╭──

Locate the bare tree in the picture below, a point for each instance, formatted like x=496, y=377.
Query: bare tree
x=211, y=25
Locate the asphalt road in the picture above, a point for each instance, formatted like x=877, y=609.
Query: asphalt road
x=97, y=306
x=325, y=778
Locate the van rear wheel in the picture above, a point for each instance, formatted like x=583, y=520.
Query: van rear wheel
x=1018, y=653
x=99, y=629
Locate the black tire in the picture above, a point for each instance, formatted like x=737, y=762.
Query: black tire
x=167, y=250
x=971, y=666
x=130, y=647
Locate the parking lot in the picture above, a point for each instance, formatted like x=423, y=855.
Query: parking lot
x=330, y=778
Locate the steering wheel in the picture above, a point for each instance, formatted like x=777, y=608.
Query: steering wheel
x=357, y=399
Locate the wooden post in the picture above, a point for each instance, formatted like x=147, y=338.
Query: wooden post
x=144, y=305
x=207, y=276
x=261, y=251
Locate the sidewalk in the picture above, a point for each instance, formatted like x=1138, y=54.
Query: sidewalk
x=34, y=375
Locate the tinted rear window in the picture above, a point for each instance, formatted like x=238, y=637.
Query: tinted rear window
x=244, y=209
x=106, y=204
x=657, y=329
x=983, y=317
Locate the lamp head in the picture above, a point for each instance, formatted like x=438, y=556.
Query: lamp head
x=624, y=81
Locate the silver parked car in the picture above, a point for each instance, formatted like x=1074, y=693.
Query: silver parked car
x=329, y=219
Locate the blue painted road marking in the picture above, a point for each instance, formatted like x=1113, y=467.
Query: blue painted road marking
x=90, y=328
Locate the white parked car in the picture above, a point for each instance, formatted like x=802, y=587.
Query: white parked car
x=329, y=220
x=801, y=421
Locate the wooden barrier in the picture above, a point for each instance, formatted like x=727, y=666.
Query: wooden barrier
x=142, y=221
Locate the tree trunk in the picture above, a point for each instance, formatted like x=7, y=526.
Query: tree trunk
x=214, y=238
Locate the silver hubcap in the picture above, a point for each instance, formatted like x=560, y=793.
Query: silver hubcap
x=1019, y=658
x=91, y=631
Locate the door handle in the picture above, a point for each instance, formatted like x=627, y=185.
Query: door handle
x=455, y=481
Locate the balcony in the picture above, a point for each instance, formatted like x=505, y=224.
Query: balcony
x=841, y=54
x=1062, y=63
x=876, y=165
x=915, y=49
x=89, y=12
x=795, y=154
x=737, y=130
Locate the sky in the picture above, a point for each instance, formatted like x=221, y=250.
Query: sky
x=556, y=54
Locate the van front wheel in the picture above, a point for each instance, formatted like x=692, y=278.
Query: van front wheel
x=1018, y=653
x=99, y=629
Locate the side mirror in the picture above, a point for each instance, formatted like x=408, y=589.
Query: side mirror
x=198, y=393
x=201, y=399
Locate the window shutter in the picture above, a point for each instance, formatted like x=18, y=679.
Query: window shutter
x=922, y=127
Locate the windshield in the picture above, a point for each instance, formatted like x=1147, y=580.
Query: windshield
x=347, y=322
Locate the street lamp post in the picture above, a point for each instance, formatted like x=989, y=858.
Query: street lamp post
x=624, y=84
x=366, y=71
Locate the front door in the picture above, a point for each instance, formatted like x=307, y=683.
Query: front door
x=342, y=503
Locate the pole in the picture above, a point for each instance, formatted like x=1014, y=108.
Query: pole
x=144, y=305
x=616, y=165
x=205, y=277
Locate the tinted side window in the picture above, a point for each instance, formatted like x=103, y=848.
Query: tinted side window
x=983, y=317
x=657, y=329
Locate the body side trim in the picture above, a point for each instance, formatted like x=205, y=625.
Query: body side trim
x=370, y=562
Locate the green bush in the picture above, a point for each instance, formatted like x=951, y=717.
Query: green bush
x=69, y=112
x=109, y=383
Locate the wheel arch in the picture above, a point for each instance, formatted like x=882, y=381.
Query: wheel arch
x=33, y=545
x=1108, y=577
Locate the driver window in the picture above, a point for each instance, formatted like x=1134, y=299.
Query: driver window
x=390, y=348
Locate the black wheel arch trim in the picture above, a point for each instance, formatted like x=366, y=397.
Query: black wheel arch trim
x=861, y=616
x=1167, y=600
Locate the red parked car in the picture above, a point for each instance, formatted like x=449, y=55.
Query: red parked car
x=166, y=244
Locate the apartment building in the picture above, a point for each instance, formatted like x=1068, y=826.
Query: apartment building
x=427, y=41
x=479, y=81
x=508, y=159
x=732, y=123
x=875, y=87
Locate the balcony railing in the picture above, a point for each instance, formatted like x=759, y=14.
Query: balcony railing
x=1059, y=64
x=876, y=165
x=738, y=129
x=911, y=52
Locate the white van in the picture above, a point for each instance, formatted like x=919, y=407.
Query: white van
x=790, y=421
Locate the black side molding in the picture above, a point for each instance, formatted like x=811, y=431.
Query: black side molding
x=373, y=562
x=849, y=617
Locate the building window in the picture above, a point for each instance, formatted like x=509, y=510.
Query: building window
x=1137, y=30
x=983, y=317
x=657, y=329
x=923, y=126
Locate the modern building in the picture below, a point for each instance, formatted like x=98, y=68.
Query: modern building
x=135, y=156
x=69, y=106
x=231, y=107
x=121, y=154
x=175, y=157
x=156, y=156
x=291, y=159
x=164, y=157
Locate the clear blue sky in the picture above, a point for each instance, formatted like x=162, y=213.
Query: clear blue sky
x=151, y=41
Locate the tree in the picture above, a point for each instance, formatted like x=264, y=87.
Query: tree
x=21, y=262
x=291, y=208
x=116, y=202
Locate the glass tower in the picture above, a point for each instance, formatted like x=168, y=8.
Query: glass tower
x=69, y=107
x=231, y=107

╰──

▶ [Work order] Output the number of lines in the records above that contain the string "below", and no other text.

▶ [Task answer] 2